* [EXERCISE OBJECTIVE]:
This exercise needs the listing below duplicated exactly.

--

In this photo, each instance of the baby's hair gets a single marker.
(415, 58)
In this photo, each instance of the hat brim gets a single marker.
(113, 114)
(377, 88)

--

* [ANSWER SPACE]:
In this photo, each instance of the baby's hair gets a single marker.
(415, 58)
In this photo, each instance of the hat brim gets a single marker.
(113, 114)
(377, 88)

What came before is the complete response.